Nah. He knows there's no place for him. This is the perfect distillation of the Western myth. Pick an actor who looks nothing like the cowboy hero of the era (not tall like Wayne, Stewart, Cooper, Scott, Fonda), dress him in white buckskin so his 'goodness' is palpable, having come down from the purifying wilderness (and possibly return - alive - to it) to right the wrongs. Note that he doesn't use his gun in anger until it's absolutely necessay and note he doffs his store-bought duds (darker clothes) and returns to his shining white buckskin for the final shootout. They even flooded the area near the farm to create an Edenic pastoral home for the yeoman farmer - the man who lives with nature but has mastered it. The cattlemen are a threat to that paradise and the progress of the West. Shane' presence disrupts the family unit and gives the kid the wrong idea about violence, but his presence and actions are necessary and after he's done what he has to do, there is no need for him to be there any more (see Tom Doniphon in Liberty Valance). Either he's dead or moves on (I prefer to think he's gone to another place that needs him, myself, but dying would make sense) - the West is growing up and moving on - note the cattlemen make an early reference to getting shot of the Indians. The film cleverly mixes the Western myth with King Arthur and Christ. I know Clint ripped this off for Pale Rider, but see also T2. The hero sacrifices himself for the good of mankind (until they made a another installment...)
Shane is a great novel and gets my vote for best Western of all time. The free range ranchers (old) and farmers (new) are the West or any place really that goes through the transition from a lawless frontier to a structured organized society. Shane is the mechanism of conversion from one to the other. The old has to die for the new to emerge. Shane died. He had to.

▶ **Data provided**
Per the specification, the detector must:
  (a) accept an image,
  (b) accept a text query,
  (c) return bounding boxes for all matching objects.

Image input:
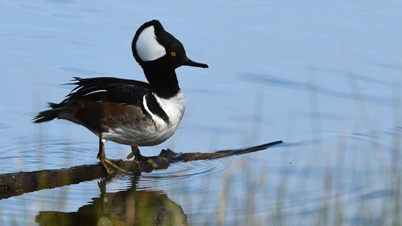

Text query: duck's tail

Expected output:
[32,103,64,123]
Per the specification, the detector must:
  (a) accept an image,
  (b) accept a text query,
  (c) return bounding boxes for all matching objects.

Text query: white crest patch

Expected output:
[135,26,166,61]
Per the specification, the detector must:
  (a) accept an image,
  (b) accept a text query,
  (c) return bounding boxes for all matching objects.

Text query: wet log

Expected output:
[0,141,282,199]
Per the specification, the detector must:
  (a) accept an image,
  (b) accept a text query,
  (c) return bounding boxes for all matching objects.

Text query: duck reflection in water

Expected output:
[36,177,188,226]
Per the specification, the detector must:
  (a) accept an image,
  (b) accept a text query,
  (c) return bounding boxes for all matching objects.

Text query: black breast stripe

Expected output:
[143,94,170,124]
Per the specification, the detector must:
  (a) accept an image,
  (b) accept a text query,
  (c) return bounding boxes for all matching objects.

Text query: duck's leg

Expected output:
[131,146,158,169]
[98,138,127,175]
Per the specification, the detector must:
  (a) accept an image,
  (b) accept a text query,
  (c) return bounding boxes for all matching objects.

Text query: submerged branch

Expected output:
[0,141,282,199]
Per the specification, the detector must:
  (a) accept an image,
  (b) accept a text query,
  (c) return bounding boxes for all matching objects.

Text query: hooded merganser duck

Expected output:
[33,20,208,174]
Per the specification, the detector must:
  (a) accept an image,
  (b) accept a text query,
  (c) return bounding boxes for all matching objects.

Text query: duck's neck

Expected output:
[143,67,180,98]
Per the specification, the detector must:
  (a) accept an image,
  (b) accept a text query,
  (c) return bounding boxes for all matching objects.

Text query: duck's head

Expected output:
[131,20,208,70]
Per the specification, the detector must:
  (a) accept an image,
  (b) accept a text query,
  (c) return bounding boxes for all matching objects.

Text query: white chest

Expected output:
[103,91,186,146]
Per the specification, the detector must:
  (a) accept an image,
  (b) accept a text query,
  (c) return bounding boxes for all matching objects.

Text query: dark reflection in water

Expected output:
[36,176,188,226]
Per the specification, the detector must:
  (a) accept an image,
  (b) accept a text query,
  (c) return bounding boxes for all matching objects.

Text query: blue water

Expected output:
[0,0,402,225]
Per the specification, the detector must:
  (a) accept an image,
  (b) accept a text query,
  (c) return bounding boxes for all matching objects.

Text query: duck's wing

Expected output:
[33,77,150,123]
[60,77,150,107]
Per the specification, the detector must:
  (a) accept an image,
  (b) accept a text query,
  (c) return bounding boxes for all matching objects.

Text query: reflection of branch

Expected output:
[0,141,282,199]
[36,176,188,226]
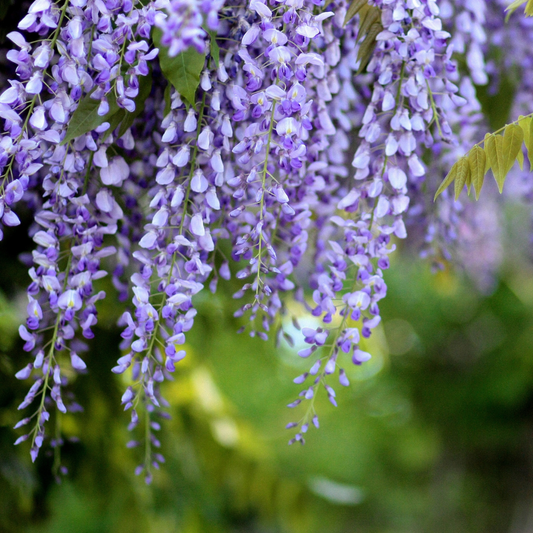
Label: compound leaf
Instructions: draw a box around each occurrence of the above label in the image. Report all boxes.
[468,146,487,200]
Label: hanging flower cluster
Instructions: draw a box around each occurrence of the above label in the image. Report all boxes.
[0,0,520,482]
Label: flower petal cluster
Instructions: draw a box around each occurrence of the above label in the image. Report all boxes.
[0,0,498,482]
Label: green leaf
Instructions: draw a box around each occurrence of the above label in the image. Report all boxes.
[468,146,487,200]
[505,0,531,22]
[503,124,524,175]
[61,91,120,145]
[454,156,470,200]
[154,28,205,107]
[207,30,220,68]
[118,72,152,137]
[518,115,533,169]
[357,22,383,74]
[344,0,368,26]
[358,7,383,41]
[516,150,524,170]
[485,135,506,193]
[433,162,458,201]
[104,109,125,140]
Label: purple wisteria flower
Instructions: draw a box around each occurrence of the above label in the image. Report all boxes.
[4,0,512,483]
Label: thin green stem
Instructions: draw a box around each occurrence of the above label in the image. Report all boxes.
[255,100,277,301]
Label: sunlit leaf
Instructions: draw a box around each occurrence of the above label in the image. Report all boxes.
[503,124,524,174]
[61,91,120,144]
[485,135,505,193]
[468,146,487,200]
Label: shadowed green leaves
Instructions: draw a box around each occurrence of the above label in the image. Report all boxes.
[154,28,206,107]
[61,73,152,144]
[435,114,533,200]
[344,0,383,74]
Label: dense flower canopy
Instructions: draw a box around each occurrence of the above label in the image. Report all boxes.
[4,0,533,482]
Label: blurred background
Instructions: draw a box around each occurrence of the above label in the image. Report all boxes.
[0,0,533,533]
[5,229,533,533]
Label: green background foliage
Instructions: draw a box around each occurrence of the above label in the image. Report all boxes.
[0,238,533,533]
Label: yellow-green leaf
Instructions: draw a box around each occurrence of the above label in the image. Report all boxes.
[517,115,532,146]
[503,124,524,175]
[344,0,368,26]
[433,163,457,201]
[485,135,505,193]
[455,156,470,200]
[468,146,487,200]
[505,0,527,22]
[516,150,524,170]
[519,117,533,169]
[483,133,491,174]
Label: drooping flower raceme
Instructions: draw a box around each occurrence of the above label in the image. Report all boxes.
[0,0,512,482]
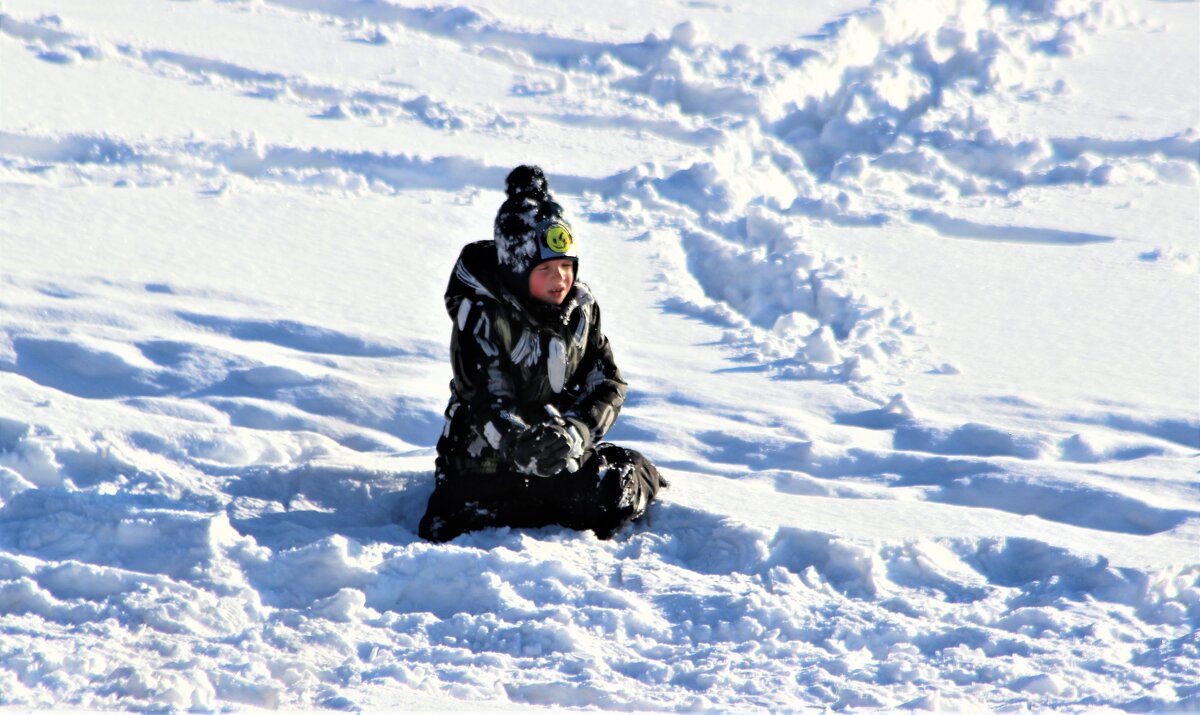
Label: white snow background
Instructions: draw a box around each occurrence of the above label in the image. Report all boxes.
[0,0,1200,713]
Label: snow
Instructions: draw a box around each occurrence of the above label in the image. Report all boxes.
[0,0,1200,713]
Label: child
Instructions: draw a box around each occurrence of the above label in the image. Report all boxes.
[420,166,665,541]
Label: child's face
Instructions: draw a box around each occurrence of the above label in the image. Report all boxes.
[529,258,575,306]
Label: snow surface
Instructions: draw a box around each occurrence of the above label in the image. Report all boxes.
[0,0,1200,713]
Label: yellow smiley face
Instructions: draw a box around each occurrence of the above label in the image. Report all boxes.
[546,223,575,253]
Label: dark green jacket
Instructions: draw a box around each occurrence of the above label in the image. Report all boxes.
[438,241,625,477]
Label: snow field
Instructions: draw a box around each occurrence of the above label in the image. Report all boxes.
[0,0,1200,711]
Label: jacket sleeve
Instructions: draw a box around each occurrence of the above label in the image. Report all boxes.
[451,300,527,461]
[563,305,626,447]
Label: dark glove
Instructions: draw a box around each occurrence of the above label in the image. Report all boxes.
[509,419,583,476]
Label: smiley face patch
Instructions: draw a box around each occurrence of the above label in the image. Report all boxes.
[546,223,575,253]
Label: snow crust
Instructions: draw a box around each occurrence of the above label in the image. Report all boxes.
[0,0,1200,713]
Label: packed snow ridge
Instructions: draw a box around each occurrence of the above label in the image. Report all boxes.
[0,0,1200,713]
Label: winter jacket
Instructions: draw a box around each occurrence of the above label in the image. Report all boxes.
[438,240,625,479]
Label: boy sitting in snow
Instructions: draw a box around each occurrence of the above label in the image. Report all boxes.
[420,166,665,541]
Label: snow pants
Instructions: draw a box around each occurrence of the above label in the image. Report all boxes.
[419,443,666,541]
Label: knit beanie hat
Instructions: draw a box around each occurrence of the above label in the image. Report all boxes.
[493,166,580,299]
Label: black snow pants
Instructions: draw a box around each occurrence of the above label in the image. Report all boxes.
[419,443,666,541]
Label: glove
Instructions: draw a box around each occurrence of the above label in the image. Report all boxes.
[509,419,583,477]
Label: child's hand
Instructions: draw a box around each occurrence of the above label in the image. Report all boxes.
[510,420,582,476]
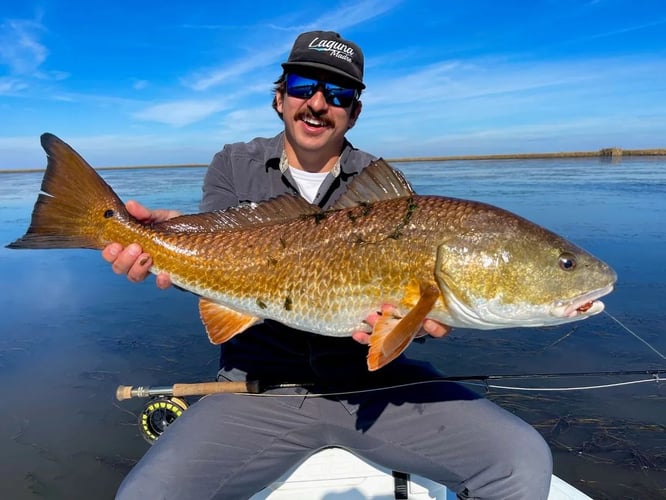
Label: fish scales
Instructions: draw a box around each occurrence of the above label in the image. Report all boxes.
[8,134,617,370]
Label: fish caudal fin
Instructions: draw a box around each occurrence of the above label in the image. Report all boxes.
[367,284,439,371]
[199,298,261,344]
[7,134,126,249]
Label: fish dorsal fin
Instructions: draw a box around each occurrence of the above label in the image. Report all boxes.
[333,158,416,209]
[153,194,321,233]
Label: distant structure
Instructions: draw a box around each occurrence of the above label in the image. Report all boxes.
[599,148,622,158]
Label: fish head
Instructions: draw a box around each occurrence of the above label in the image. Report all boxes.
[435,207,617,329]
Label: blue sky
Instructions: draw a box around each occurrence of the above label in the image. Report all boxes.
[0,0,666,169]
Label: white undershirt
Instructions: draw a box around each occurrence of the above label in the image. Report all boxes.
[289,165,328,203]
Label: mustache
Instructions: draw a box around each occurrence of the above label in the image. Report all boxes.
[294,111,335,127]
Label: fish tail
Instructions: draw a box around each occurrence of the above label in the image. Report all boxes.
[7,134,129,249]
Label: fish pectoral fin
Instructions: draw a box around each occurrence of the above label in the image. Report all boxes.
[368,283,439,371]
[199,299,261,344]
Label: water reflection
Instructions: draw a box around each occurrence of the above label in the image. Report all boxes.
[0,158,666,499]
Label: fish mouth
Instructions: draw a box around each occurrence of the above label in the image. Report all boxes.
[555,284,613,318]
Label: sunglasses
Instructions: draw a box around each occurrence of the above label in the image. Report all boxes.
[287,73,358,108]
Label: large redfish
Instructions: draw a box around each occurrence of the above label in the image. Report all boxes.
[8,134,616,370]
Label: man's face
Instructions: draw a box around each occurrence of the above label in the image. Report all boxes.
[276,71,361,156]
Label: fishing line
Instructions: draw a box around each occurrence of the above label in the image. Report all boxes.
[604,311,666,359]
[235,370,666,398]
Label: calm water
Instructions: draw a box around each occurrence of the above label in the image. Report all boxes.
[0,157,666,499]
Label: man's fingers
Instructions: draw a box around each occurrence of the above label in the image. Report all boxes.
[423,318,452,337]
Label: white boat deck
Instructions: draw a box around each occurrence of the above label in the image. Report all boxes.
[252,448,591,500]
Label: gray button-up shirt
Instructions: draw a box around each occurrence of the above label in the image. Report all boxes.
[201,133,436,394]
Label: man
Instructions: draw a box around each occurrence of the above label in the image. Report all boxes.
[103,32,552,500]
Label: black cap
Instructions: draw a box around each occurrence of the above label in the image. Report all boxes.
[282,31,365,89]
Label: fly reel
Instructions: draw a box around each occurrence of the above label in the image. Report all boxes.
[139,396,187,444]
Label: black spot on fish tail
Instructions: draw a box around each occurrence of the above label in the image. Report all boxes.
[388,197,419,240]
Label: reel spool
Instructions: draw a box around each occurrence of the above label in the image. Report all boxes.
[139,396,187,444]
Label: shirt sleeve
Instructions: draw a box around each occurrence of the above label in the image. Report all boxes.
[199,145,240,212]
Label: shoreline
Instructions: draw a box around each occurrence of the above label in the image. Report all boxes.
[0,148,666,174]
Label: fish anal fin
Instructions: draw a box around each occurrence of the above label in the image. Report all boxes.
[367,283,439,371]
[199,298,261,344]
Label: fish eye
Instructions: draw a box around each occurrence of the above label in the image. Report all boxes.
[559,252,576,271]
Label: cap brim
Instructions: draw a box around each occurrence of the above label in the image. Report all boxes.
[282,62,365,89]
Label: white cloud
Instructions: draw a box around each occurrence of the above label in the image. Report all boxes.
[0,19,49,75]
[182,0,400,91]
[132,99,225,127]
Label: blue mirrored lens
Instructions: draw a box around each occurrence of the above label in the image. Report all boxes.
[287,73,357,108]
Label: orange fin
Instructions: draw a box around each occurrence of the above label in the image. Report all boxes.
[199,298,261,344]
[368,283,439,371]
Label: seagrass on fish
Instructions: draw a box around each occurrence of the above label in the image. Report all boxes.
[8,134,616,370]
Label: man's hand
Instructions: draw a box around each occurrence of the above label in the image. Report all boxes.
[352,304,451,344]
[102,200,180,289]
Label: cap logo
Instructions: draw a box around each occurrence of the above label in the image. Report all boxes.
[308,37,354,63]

▶ **Given exercise**
Reproduce word for word the part of the Shane commentary above, between "Shane is a great" and "died. He had to.", inclusive.

▶ **Written response**
Shane is a great novel and gets my vote for best Western of all time. The free range ranchers (old) and farmers (new) are the West or any place really that goes through the transition from a lawless frontier to a structured organized society. Shane is the mechanism of conversion from one to the other. The old has to die for the new to emerge. Shane died. He had to.